(Records provided)

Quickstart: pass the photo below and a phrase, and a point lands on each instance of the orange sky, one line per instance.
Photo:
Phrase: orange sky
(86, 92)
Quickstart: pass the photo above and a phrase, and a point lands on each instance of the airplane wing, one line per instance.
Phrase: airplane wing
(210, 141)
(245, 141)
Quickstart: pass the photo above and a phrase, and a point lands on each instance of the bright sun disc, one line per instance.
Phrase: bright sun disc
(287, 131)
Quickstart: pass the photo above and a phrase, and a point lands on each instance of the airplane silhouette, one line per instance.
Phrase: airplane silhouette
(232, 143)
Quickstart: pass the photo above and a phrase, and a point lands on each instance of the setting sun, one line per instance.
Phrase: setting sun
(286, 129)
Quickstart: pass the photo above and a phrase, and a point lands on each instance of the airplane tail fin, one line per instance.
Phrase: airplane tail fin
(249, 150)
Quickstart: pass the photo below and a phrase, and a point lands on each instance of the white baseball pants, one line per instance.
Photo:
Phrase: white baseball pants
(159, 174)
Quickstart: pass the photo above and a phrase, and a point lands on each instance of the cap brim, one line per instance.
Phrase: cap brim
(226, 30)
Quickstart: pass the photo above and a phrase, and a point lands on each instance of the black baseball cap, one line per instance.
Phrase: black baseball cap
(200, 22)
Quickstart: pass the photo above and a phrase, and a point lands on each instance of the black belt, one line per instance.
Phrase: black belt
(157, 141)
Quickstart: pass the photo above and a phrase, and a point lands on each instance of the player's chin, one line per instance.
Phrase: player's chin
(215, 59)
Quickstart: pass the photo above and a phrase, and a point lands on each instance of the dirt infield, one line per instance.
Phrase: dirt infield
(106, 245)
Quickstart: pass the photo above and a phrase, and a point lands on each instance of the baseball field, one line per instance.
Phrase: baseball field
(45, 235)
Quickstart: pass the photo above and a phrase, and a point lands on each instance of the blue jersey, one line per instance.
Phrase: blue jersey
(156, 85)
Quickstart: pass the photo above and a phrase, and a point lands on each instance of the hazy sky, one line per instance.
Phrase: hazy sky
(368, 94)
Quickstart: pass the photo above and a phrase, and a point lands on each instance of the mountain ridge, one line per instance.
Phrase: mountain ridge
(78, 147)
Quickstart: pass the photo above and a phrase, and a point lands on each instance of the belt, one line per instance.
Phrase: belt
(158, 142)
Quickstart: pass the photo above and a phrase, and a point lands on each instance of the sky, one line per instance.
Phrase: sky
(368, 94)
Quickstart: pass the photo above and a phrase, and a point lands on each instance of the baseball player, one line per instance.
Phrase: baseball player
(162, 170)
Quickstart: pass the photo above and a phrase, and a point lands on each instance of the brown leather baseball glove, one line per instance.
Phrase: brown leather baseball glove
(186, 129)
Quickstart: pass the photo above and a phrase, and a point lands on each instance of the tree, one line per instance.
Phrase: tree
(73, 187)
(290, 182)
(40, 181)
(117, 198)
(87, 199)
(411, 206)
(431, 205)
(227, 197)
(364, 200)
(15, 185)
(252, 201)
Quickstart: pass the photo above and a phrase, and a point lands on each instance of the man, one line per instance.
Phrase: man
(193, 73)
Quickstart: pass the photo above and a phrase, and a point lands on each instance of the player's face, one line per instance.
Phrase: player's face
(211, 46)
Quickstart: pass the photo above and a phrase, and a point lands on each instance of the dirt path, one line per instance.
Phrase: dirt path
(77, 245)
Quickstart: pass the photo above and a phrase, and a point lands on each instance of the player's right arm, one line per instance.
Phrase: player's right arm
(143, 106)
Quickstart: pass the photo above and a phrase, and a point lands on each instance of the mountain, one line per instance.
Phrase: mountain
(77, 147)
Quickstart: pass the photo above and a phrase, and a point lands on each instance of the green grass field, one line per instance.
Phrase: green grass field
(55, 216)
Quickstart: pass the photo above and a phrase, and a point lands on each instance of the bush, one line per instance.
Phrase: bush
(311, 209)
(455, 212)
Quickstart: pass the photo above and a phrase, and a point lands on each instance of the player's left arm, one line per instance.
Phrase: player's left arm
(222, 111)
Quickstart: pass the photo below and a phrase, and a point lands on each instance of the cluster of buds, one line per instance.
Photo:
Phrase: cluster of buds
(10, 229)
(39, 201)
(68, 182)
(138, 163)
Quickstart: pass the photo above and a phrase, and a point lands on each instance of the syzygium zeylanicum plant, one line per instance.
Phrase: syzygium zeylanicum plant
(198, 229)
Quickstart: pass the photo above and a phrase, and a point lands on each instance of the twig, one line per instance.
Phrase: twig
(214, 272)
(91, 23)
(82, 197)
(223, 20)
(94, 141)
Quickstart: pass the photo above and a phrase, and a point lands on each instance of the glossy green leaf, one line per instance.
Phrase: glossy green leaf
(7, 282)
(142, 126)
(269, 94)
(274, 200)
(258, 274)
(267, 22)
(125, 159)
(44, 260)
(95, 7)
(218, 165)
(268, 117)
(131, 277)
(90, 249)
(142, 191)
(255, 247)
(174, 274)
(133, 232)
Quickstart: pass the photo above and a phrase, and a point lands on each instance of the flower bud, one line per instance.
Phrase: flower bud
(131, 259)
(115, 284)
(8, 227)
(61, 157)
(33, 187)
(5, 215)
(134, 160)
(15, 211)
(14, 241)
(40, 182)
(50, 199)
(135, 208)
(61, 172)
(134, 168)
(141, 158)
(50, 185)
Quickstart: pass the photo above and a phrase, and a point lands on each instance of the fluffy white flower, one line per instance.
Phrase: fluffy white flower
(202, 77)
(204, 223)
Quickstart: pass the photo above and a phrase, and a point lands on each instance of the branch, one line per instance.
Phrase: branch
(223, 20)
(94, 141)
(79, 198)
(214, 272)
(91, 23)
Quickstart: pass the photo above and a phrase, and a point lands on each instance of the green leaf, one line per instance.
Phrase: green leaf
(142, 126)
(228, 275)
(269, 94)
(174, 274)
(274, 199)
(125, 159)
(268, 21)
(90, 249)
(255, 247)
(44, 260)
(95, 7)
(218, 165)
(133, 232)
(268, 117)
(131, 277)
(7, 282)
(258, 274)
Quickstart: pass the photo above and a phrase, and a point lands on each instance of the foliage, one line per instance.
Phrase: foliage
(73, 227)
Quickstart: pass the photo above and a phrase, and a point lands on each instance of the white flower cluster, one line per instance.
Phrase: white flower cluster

(End Records provided)

Copy out the whole listing, exactly as written.

Quickstart: pass the photo below and a phrase, and a point lands on each instance of the orange sky, one line per instance.
Photo:
Phrase: orange sky
(86, 92)
Quickstart: pass the photo above and a phrase, and a point lands on each instance of the airplane wing, one line per instance.
Phrase: airplane wing
(210, 141)
(245, 141)
Quickstart: pass the photo above and a phrase, and a point lands on each instance of the bright sun disc, one line per instance.
Phrase: bright sun disc
(287, 131)
Quickstart: pass the photo above and a phrase, and a point lands on each instance of the airplane silhouette, one line per instance.
Phrase: airplane silhouette
(232, 143)
Quickstart: pass the photo above and a phrase, and a point lands on each instance of the setting sun, one line per instance.
Phrase: setting sun
(286, 129)
Quickstart: pass the photo above and a phrase, and a point lands on each instance of the airplane tail fin, one line per instance.
Phrase: airplane tail fin
(249, 150)
Quickstart: pass the photo below and a phrase, and a point lands on each instance of the white baseball pants, one line per instance.
Photo:
Phrase: white baseball pants
(159, 174)
Quickstart: pass the photo above and a phrase, and a point lands on each instance of the cap brim, one line per instance.
Phrase: cap brim
(226, 30)
Quickstart: pass the photo above and a phrase, and a point lands on each instance of the black baseball cap, one line per instance.
Phrase: black baseball cap
(200, 22)
Quickstart: pass the photo above and a phrase, and a point lands on each instance of the black belt, one line per instance.
Phrase: black belt
(157, 141)
Quickstart: pass the photo above and a phrase, and a point lands on each instance of the player's chin, one line per instance.
Phrase: player's chin
(215, 59)
Quickstart: pass the photo above and a phrase, and a point lands on each instance of the dirt infield, one line per instance.
Phrase: dirt infield
(106, 245)
Quickstart: pass the photo above and a phrase, and a point lands on each instance of the baseball field, one line per instance.
Phrase: baseball field
(45, 235)
Quickstart: pass the photo above and a phrase, and a point lands on each instance of the blue jersey, one line per instance.
Phrase: blue jersey
(156, 85)
Quickstart: pass the photo above and a phrase, and a point lands on each instance of the hazy sky, one line per instance.
Phrase: hazy sky
(368, 94)
Quickstart: pass the photo above and a phrase, and a point lands on each instance of the mountain ridge, one line per instance.
Phrase: mountain ridge
(78, 147)
Quickstart: pass the photo above and a phrase, and a point lands on each instance of the belt, one line per instance.
Phrase: belt
(158, 142)
Quickstart: pass the photo above and a phrase, and a point lands on each instance of the sky, one line per instance.
Phrase: sky
(368, 94)
Quickstart: pass the photo above and a phrase, and a point lands on each instance of the baseball player, one line per instance.
Phrase: baseball player
(162, 170)
Quickstart: pass the photo above and a phrase, and a point lands on each instance of the brown leather baseball glove, one line per instance.
Phrase: brown leather baseball glove
(186, 129)
Quickstart: pass the photo above and a phrase, and a point lands on each instance of the tree, one line per instance.
Phrase: tree
(73, 187)
(290, 182)
(40, 181)
(117, 198)
(87, 199)
(411, 206)
(431, 205)
(227, 197)
(364, 200)
(15, 185)
(252, 201)
Quickstart: pass the photo above and a phrase, and a point lands on each instance of the man, one line per instance.
Phrase: man
(193, 73)
Quickstart: pass the photo above and a phrase, and a point lands on each instance of the player's face, one line per instance.
Phrase: player's face
(211, 46)
Quickstart: pass the photo above and a phrase, and a point lands on each instance of the dirt path, one line per instance.
Phrase: dirt path
(77, 245)
Quickstart: pass the photo above and a phrase, and a point lands on each instance of the player's right arm, one line per instance.
Phrase: player's right arm
(143, 106)
Quickstart: pass the photo above and a phrase, and a point lands on each instance of the mountain, one line per instance.
Phrase: mountain
(77, 147)
Quickstart: pass the photo above and a phrase, and a point lands on each instance of the green grass field, one line per instance.
Phrase: green grass field
(55, 216)
Quickstart: pass the photo above and a phrase, and a point lands on each instance of the bush, one line per instance.
Phrase: bush
(311, 209)
(455, 212)
Quickstart: pass the photo above and a phrase, and a point lands on each instance of the player's left arm, one line per instance.
Phrase: player's left arm
(222, 111)
Quickstart: pass the photo below and a phrase, and a point lands on each instance of the cluster of buds, one line per instance.
Photo:
Phrase: cluster of buds
(10, 229)
(39, 201)
(68, 182)
(138, 163)
Quickstart: pass the photo above and a phrase, and a point lands on each instance of the syzygium zeylanicum plant, one line per instance.
Phrase: syzygium zeylanicum plant
(198, 229)
Quickstart: pass the photo above and a phrase, and a point lands on each instance of the twig, one line per instance.
Phrase: twig
(214, 272)
(91, 23)
(82, 197)
(223, 20)
(94, 141)
Quickstart: pass the photo above and a phrase, and a point lands on each instance of the glossy green leaf, one line per instance.
Phrase: glossy green leaf
(7, 282)
(142, 126)
(269, 94)
(274, 200)
(258, 274)
(267, 22)
(125, 159)
(44, 260)
(95, 7)
(218, 165)
(268, 117)
(131, 277)
(90, 249)
(142, 191)
(255, 247)
(174, 274)
(133, 232)
Quickstart: pass the photo above and a phrase, and a point lands on each instance of the flower bud, one line per instance.
Phrase: flower bud
(131, 259)
(115, 284)
(8, 227)
(61, 157)
(33, 187)
(5, 215)
(134, 160)
(15, 211)
(14, 241)
(40, 182)
(50, 199)
(135, 208)
(61, 172)
(134, 168)
(141, 158)
(50, 185)
Quickstart: pass the photo above and a phrase, and a point lands on each instance of the fluffy white flower, one line per instance.
Phrase: fluffy white flower
(202, 77)
(204, 223)
Quickstart: pass the photo above and a phrase, and a point lands on each instance of the branch, one line per instance.
Phrase: branch
(223, 20)
(94, 141)
(79, 198)
(214, 272)
(91, 23)
Quickstart: pass the photo above and a phrase, and a point lands on each instance of the green leaf, one line per instance.
Phrase: green leaf
(142, 126)
(228, 275)
(269, 94)
(174, 274)
(274, 199)
(125, 159)
(268, 21)
(90, 249)
(255, 247)
(44, 260)
(95, 7)
(218, 165)
(133, 232)
(268, 117)
(131, 277)
(7, 282)
(258, 274)
Quickstart: pass the photo above and a phrase, and a point lands on each instance of the foliage, one line per instance.
Phrase: foliage
(73, 227)
Quickstart: pass the photo above and a phrase, and a point lands on each instance of the white flower cluster, one line per instance.
Phrase: white flower cluster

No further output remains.